— Extract provided —
= = = =

Historic Hampton House Motel, part of Miami’s black history, to break ground Thursday on restoration project

By Andres Viglucci
aviglucci@Miamiherald.com

The historic but ruined Hampton House Motel, the gathering spot for Miami’s African-American movers and shakers during the final years of segregation in the 1950s and early '60s, will finally be rebuilt after nearly 10 years of planning by a group of activists and preservationists.

The group will host a groundbreaking Thursday for the restoration of the MiMo-style motel, which years of abandonment have reduced to a roofless shell.

The nearly $6 million project, funded mostly with proceeds from voter-approved Miami-Dade County bonds, will restore the Brownsville motel to the look of its heyday, when its restaurant and jazz club were the “in spot’’ for performers and black Miamians who were not allowed into Miami Beach and Miami hotels.

It attracted musicians including Sam Cooke, Ella Fitzgerald and James Brown and well-known figures such as Muhammad Ali, Malcolm X and Martin Luther King Jr., who convened meetings with local civil rights activists there.

King’s daughter, the Rev. Bernice King, will speak at the ground-breaking. Band leader Richard Strachan, who directed the motel’s house band, will perform with a revived version of the group. The 10 a.m. event is free and open to the public.

The motel, 4200 NW 27th Ave., was shuttered in the early 1970s after its business died following the lifting of segregation, which opened other options for black Miamians. It had been slated for demolition when the county declared it a historic landmark and purchased it.

The Historic Hampton House Community Trust, which is guiding the project, will install a museum, including a reproduction of several guest rooms, including the suite King used to stay in, and a community space to be rented out for weddings and other events. The group also hopes to rent out parts of the building as office or commercial space.

= = = =

— Objective 1 —
Write out the passage of the Hampton House article starting at "The historic but" and ending at "activists and preservationists.", swapping "movers and shakers" for "leading figures".

= = = =

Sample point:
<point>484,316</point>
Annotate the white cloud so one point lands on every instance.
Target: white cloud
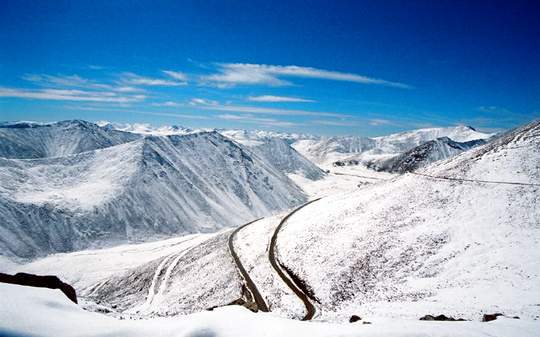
<point>335,123</point>
<point>256,120</point>
<point>215,106</point>
<point>271,98</point>
<point>379,121</point>
<point>74,81</point>
<point>231,74</point>
<point>168,104</point>
<point>134,79</point>
<point>179,76</point>
<point>69,95</point>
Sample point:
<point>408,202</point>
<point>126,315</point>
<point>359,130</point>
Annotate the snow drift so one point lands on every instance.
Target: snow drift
<point>150,187</point>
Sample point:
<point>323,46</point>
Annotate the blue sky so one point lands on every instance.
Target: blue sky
<point>325,67</point>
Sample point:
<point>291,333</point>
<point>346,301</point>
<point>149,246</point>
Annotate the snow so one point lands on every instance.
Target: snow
<point>46,312</point>
<point>150,188</point>
<point>414,245</point>
<point>326,150</point>
<point>84,269</point>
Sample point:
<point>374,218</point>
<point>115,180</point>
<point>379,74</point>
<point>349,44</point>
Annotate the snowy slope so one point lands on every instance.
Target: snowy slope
<point>417,245</point>
<point>151,187</point>
<point>32,140</point>
<point>420,156</point>
<point>46,312</point>
<point>324,151</point>
<point>275,149</point>
<point>327,150</point>
<point>147,129</point>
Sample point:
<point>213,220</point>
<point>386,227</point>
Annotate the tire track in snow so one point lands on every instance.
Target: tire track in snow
<point>297,287</point>
<point>152,289</point>
<point>357,175</point>
<point>475,181</point>
<point>252,288</point>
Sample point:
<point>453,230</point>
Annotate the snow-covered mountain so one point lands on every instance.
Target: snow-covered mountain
<point>325,151</point>
<point>420,156</point>
<point>277,151</point>
<point>150,187</point>
<point>148,129</point>
<point>32,140</point>
<point>458,237</point>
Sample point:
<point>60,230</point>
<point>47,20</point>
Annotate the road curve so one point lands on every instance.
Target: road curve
<point>296,287</point>
<point>474,180</point>
<point>259,301</point>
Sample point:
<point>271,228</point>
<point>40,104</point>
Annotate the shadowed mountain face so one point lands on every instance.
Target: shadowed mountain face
<point>31,140</point>
<point>146,188</point>
<point>326,151</point>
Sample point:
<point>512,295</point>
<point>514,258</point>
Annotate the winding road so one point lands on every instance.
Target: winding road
<point>292,282</point>
<point>475,181</point>
<point>252,288</point>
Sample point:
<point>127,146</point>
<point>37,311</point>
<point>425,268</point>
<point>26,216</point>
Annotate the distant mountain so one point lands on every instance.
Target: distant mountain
<point>462,238</point>
<point>329,149</point>
<point>420,156</point>
<point>25,140</point>
<point>458,237</point>
<point>276,151</point>
<point>325,151</point>
<point>149,187</point>
<point>282,156</point>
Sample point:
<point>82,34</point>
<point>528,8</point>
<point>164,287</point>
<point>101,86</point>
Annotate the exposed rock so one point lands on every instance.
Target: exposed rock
<point>48,281</point>
<point>354,318</point>
<point>491,317</point>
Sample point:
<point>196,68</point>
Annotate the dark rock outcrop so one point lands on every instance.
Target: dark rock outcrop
<point>490,317</point>
<point>440,318</point>
<point>48,281</point>
<point>354,318</point>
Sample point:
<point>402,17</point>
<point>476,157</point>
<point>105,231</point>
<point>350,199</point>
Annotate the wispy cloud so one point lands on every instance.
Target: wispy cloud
<point>335,123</point>
<point>203,101</point>
<point>130,78</point>
<point>70,95</point>
<point>261,110</point>
<point>271,98</point>
<point>354,122</point>
<point>177,75</point>
<point>75,81</point>
<point>231,74</point>
<point>257,120</point>
<point>167,104</point>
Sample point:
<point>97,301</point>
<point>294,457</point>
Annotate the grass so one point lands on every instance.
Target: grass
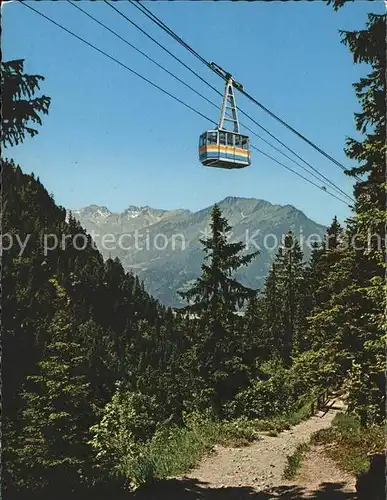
<point>295,461</point>
<point>348,443</point>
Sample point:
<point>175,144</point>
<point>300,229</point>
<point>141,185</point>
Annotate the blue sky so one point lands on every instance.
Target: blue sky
<point>113,140</point>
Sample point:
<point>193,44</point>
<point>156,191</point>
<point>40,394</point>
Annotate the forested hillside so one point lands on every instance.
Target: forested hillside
<point>105,390</point>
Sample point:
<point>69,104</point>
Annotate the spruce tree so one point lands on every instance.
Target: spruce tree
<point>217,353</point>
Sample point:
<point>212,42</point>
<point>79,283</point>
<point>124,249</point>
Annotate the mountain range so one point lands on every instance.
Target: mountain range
<point>162,246</point>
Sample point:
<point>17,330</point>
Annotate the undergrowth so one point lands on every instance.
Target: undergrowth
<point>348,443</point>
<point>175,450</point>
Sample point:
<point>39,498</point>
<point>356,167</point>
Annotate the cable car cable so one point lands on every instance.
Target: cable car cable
<point>166,92</point>
<point>168,30</point>
<point>338,189</point>
<point>160,45</point>
<point>297,173</point>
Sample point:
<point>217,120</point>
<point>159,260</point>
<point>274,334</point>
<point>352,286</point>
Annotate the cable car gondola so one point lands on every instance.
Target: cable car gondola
<point>224,148</point>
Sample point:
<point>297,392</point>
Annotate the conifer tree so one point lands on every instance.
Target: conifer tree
<point>355,311</point>
<point>58,413</point>
<point>217,352</point>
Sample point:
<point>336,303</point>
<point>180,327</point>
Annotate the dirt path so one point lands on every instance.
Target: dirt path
<point>256,472</point>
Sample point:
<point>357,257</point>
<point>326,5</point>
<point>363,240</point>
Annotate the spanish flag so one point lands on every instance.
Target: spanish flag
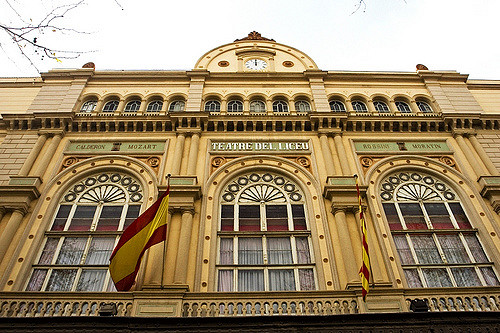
<point>365,269</point>
<point>147,230</point>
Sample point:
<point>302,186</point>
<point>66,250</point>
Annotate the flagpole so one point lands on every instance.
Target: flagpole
<point>165,240</point>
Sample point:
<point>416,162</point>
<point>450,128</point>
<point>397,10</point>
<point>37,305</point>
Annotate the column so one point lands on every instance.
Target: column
<point>484,157</point>
<point>469,155</point>
<point>35,151</point>
<point>342,154</point>
<point>179,149</point>
<point>48,156</point>
<point>10,230</point>
<point>183,247</point>
<point>346,247</point>
<point>327,154</point>
<point>193,154</point>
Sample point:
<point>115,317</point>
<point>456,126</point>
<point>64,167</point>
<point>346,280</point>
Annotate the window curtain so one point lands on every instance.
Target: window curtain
<point>453,249</point>
<point>403,249</point>
<point>250,280</point>
<point>475,248</point>
<point>412,278</point>
<point>281,279</point>
<point>36,280</point>
<point>466,276</point>
<point>250,251</point>
<point>71,251</point>
<point>426,249</point>
<point>306,279</point>
<point>303,254</point>
<point>279,251</point>
<point>91,280</point>
<point>61,280</point>
<point>48,251</point>
<point>436,277</point>
<point>226,251</point>
<point>100,251</point>
<point>225,280</point>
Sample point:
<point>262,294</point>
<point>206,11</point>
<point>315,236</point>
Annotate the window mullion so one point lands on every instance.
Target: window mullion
<point>400,215</point>
<point>412,249</point>
<point>426,216</point>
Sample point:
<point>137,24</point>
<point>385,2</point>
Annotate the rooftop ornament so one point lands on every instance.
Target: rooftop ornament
<point>254,35</point>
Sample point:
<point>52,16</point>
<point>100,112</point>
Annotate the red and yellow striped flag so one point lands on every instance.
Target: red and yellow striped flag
<point>365,269</point>
<point>147,230</point>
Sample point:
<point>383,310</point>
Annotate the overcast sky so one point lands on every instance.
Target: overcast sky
<point>387,35</point>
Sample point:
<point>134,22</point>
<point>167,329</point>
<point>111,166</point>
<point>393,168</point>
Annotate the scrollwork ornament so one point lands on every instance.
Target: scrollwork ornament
<point>304,161</point>
<point>70,161</point>
<point>153,161</point>
<point>447,160</point>
<point>366,162</point>
<point>218,161</point>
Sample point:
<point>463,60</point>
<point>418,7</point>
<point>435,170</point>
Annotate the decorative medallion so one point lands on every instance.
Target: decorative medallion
<point>414,186</point>
<point>105,188</point>
<point>303,161</point>
<point>447,160</point>
<point>366,161</point>
<point>256,187</point>
<point>254,35</point>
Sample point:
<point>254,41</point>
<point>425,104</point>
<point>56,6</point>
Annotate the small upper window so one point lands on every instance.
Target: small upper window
<point>424,107</point>
<point>381,107</point>
<point>257,106</point>
<point>154,106</point>
<point>88,106</point>
<point>177,106</point>
<point>212,106</point>
<point>359,106</point>
<point>337,106</point>
<point>234,106</point>
<point>280,106</point>
<point>403,107</point>
<point>133,106</point>
<point>302,106</point>
<point>110,106</point>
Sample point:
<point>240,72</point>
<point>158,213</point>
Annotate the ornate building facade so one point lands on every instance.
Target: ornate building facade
<point>263,147</point>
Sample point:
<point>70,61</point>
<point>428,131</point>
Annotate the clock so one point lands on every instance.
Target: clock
<point>256,64</point>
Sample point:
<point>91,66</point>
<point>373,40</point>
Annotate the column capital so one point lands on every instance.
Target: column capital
<point>189,210</point>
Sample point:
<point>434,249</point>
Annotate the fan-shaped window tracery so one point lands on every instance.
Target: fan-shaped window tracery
<point>83,233</point>
<point>437,244</point>
<point>264,238</point>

= = = =

— Objective 2 —
Reproduce the rows that follow the article, starting at the first row and ending at the line that contains "<point>69,95</point>". Include both of those lines and leave out the pictures.

— Expected output 1 —
The historic but ruined Hampton House Motel, the gathering spot for Miami’s African-American leading figures during the final years of segregation in the 1950s and early '60s, will finally be rebuilt after nearly 10 years of planning by a group of activists and preservationists.

— Expected output 2 —
Sample point:
<point>484,316</point>
Annotate the white cloud so one point lands on every instance.
Target: white cloud
<point>335,123</point>
<point>256,120</point>
<point>215,106</point>
<point>271,98</point>
<point>379,121</point>
<point>74,81</point>
<point>231,74</point>
<point>168,104</point>
<point>134,79</point>
<point>179,76</point>
<point>69,95</point>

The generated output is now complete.